Все эти месяцы Клемансо вел невероятно активную, но одинокую жизнь. Вставал в пять или шесть утра, делал упражнения на растяжку, фехтовал с тренером, шел на массаж. Потом метался между Военным министерством — где, в отличие от предшественников, занимал один из самых маленьких кабинетов — и Бурбонским дворцом. Он почти никогда не принимал приглашений, светская жизнь свелась к нечастым визитам брата Альберта, сестры Софи и внуков. Он часто уезжал на фронт — случалось, что по два-три раза в неделю, а вот на неспешные обеды в Живерни времени не оставалось.

_Собранные данные_.

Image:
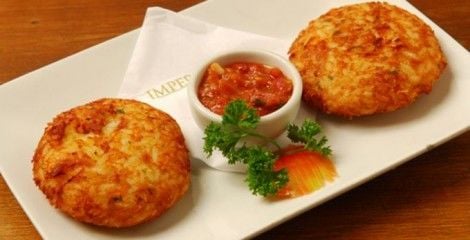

_Задание_. Назовите всех родственников, которые, судя по тексту о Клемансо, изредка его навещали. Отвечайте только по тексту о Клемансо.

_Ответ_. Брат Альберт, сестра Софи и внуки.